Que dire sur moi-même ?
L’effacement derrière un appareil de captation ou de création m’est une seconde nature. Bien mieux derrière l’objectif que devant – quoiqu’il m’arrive de servir de modèle à quelques rares et formidables personnes – je n’estime pas que mon apparence physique ait quelque chose de particulièrement important à raconter.
Je suis presque quadragénaire, du haut de ma petite taille je regarde le monde, émerveillée comme une enfant, curieuse comme un chat. Je touche à la peinture, au dessin, à l’infographie, aux images générées par intelligence artificielle, et à la photographie. Etant plutôt introvertie – comme un nombre considérable de photographes -, mon appareil photo est mon armure, mon bouclier, l’intermédiaire entre le monde et moi.
C’est aussi et surtout le complice, le talisman technologique qui me permet de capturer des instants précieux, des moments magiques, et de suspendre le temps. Une image vaut parfois mille mots, et je partage sous forme de photographies ou de créations visuelles le monde tel que je le vois – les choses que je veux raconter, sans y mettre de mots.

Mon travail
Mon travail consiste à capturer des concepts ou des moments, à les attraper par les cheveux comme on attrape la tignasse de Kairos, dans la mythologie grecque. Saisir l’occasion, fixer l’émotion, détecter la possibilité d’un poème sans paroles, c’est ce qui m’anime, au sens fort du terme. Je voudrais tout pouvoir saisir. C’est l’immense joie et l’immense drame de mon existence.

§ **LIGNES DE DONNÉES**
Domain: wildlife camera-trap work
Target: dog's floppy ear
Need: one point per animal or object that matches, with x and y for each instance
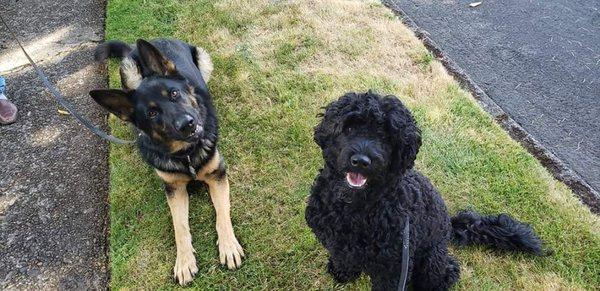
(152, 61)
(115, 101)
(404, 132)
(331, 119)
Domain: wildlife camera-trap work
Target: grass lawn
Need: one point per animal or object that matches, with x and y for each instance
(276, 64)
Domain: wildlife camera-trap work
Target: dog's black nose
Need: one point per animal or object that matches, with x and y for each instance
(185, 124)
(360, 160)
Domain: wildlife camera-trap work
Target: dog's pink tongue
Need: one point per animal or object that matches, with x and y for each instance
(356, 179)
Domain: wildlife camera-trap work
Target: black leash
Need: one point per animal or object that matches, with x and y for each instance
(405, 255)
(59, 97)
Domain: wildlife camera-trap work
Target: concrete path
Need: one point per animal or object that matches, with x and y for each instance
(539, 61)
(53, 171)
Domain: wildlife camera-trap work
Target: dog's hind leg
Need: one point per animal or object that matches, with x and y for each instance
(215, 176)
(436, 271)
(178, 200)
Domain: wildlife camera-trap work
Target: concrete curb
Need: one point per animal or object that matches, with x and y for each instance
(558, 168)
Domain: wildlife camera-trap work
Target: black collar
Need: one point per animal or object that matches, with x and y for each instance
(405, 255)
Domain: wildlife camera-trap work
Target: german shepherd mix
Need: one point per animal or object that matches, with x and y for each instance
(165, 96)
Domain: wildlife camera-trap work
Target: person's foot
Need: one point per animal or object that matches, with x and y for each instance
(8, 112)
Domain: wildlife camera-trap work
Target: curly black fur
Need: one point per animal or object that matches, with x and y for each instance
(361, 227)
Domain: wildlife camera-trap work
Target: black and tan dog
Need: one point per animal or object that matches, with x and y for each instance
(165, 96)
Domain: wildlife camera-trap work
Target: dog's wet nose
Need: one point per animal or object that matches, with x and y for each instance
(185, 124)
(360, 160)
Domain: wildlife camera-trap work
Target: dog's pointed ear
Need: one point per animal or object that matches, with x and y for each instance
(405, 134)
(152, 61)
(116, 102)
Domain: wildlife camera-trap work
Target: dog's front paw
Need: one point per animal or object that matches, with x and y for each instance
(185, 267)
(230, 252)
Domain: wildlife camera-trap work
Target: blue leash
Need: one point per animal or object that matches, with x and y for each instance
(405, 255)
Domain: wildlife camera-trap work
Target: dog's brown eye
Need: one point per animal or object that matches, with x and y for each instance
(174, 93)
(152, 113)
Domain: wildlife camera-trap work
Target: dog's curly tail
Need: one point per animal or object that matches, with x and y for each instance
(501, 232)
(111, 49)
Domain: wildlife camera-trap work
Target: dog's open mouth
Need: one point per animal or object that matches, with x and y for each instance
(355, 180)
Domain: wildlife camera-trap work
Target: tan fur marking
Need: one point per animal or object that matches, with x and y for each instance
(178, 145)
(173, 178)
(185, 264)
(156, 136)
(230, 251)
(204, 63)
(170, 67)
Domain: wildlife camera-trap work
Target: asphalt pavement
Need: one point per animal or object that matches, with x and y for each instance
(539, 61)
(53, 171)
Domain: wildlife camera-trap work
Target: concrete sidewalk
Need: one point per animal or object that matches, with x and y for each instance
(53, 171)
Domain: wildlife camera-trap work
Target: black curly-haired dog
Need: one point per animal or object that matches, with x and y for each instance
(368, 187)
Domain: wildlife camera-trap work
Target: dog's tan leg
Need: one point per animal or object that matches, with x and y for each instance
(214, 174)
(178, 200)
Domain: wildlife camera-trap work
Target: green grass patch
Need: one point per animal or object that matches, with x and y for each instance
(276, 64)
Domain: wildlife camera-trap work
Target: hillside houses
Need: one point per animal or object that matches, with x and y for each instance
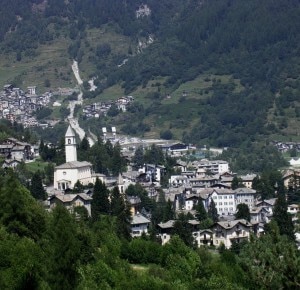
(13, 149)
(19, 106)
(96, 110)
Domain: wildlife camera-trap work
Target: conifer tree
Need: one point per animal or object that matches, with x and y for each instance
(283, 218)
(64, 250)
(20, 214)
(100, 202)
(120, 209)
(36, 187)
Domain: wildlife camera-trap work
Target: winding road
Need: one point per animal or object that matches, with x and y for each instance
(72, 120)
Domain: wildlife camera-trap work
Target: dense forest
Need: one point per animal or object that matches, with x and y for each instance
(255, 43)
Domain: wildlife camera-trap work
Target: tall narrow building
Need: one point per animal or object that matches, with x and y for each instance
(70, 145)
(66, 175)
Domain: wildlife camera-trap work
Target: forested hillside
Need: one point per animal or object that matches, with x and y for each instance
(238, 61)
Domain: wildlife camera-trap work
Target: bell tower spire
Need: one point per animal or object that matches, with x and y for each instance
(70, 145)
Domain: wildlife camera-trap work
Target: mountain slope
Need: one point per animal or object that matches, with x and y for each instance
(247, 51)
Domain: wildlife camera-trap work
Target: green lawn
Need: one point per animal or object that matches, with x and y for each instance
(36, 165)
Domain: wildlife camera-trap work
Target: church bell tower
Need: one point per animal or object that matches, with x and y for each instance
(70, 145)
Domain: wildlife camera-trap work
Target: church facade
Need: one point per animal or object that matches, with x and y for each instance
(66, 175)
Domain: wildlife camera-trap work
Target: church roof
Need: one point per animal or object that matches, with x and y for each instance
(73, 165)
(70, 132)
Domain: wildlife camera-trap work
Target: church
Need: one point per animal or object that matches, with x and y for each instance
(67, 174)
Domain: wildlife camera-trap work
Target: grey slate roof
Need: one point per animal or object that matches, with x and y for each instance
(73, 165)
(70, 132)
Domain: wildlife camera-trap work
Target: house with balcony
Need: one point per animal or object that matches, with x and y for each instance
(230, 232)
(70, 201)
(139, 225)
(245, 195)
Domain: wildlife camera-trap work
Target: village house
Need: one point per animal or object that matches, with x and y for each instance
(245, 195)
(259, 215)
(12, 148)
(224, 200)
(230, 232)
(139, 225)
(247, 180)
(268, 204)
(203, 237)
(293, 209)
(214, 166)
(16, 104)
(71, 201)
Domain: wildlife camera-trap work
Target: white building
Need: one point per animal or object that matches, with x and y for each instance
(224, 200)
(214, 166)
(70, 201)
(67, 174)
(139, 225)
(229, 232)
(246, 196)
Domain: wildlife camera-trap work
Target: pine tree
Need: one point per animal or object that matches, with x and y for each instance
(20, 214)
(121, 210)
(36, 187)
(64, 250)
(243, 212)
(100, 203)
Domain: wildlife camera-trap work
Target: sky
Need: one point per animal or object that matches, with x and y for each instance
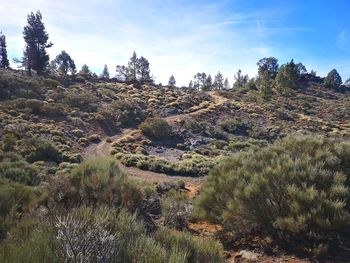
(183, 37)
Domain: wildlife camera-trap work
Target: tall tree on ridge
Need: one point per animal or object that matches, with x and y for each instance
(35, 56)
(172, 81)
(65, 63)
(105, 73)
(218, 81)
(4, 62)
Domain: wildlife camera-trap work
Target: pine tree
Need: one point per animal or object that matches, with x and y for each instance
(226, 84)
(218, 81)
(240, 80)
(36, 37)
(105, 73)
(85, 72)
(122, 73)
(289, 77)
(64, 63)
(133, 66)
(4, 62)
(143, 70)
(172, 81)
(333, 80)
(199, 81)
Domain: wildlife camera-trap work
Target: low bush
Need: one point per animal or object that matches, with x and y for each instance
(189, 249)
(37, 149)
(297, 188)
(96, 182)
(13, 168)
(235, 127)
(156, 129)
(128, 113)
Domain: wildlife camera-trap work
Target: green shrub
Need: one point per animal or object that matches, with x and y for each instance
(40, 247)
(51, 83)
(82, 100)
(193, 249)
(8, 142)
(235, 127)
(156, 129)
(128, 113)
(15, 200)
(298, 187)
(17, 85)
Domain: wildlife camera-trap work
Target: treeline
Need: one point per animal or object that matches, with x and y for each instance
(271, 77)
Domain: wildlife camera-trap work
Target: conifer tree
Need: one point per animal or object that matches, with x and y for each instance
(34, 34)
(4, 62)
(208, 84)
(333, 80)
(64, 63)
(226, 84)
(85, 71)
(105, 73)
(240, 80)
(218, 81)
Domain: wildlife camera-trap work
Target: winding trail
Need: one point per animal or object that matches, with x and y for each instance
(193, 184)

* * *

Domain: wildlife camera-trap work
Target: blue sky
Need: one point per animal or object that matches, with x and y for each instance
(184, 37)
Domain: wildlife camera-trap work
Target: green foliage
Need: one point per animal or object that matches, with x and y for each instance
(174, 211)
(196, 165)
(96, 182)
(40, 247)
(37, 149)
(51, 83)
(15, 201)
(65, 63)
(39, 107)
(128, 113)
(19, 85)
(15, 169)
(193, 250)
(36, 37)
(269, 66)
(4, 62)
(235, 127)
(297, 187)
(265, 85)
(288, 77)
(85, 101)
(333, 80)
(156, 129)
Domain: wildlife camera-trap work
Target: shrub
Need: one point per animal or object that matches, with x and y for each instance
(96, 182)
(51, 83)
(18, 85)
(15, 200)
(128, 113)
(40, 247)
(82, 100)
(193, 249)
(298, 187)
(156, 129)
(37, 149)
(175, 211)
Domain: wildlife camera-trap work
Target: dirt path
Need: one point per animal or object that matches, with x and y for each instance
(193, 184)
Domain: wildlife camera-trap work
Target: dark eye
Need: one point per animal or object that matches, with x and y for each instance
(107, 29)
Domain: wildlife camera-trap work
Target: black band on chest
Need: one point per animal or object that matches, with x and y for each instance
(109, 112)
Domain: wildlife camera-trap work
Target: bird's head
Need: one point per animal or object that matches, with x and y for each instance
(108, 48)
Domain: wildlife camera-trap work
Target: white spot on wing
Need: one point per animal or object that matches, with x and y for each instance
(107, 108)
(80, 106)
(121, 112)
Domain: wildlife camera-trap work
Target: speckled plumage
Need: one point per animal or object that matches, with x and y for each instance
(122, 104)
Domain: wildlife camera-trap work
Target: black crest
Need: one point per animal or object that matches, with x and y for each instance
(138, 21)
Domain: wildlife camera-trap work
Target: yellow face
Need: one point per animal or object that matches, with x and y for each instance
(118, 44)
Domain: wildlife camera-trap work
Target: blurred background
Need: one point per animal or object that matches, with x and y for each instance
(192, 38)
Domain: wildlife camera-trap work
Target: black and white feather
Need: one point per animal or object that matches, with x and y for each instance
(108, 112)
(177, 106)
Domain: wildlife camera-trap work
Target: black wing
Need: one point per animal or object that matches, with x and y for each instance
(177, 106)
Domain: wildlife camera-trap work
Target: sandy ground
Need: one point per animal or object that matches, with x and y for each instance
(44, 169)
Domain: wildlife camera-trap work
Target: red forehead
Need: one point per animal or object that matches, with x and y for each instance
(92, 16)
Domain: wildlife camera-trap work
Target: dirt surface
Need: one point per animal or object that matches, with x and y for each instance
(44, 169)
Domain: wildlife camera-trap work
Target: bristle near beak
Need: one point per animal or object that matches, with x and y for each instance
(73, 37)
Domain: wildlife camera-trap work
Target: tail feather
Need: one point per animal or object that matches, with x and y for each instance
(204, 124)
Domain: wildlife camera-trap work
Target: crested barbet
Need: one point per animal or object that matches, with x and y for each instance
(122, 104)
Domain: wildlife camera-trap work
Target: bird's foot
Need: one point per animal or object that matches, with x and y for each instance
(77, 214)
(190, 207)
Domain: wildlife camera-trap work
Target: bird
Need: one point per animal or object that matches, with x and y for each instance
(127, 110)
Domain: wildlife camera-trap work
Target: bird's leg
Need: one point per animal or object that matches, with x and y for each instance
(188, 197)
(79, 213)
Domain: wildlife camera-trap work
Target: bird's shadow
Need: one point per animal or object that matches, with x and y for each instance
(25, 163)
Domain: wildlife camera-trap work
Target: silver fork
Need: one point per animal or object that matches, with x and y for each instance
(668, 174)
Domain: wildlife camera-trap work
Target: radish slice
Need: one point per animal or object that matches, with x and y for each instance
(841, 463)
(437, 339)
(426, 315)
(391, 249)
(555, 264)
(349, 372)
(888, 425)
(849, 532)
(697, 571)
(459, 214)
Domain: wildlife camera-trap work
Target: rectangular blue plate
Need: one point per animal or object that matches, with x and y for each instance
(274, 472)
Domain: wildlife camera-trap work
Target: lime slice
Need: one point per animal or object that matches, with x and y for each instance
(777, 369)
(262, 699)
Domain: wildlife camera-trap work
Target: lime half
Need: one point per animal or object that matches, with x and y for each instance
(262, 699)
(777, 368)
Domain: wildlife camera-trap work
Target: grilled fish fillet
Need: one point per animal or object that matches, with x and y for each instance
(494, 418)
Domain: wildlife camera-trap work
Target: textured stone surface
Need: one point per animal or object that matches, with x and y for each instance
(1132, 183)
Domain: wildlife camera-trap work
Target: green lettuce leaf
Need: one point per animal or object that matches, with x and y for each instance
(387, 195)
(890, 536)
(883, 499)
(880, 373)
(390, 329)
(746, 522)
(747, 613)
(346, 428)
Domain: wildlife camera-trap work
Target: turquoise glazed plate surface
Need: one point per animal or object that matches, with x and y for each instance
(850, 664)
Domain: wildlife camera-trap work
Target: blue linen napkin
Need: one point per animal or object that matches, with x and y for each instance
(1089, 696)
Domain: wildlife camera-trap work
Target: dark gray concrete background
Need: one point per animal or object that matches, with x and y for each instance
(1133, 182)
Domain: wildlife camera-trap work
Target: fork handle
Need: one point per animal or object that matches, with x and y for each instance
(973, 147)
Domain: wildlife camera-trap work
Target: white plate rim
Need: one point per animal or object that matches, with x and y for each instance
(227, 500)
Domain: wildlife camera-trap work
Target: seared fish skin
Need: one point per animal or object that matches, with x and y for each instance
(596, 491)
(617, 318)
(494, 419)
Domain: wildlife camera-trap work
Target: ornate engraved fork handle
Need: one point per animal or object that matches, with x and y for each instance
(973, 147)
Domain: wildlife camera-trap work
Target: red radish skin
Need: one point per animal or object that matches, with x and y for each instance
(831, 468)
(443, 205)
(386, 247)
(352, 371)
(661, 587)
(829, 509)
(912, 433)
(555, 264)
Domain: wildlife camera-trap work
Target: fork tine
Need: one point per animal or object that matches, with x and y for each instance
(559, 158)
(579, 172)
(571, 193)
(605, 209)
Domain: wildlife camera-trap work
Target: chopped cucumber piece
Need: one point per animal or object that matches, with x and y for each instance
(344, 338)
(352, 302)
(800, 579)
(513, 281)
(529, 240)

§ **OBJECTIF 1**
Dans la présentation de la photographe, qu'est-ce qui lui sert d'armure et de bouclier face au monde ?
§ **OBJECTIF 2**
Poursuivez la présentation de la photographe à partir de sa dernière phrase.
Vous n'avez pas besoin des lignes pour ce travail.

§ **RÉSULTAT 1**
Son appareil photo.

§ **RÉSULTAT 2**
Qui se levait la première, le matin, rien que pour sentir l’air froid sur sa peau nue ? Qui se couchait la dernière, seulement quand elle n’en pouvait plus de fatigue, pour vivre encore un peu plus la nuit ? Qui pleurait déjà toute petite, en pensant qu’il y avait tant de petites bêtes, tant de brins d’herbe dans le pré et qu’on ne pouvait pas tous les prendre ?
Antigone – Jean Anouilh
Je travaille beaucoup en Noir et Blanc. Cependant chaque image, prise individuellement, peut réclamer à toute force des couleurs vives, des contrastes violents, des blancs scarifiés, des noirs d’encre. Chaque photo a ses propres exigences et ses propres récits, qui peuvent différer considérablement en Noir et Blanc ou en Couleur.
J’aime tant la vie, le monde, la beauté qui m’entoure, je suis à tel point saisie par le vertige du Syndrôme de Stendhal, qu’il m’est impossible de ne pas en être submergée. Ce débordement m’oblige à créer, en connivence avec la vie, la nature, les gens. Ce que j’espère, c’est vous donner à voir, à ressentir, à penser, à sourire, à comprendre. Je trouve la plupart des gens très beaux et j’aime qu’ils se trouvent beaux à travers mon regard.
Je suis à ce point pris d’amour que je ne sais si je vis en moi-même.
El Melancolico – Tirso de Molina

Je vous parle depuis la Nuit
En toute humilité, en toute confidence, à travers mon travail je vous parle depuis la nuit.
A ma manière.

Je vous parle depuis la nuit douce, celle où l’on se musse dans les draps chauds après une journée trop longue. La nuit velours, comme le pelage du chat noir, soyeuse et réconfortante, la nuit ronronnante passée en compagnie d’un livre ouvert, d’abord lu, puis tombé sur soi quand on s’est endormi.
Je vous parle depuis la nuit d’amour durant laquelle l’enfant est conçu. La nuit utérine où la vie pousse, dans la béatitude, dans la pure sensation et l’ignorance bénie. La nuit souterraine où germe la graine à la recherche de la lumière, qu’elle trouvera à force de lutter contre la gravité.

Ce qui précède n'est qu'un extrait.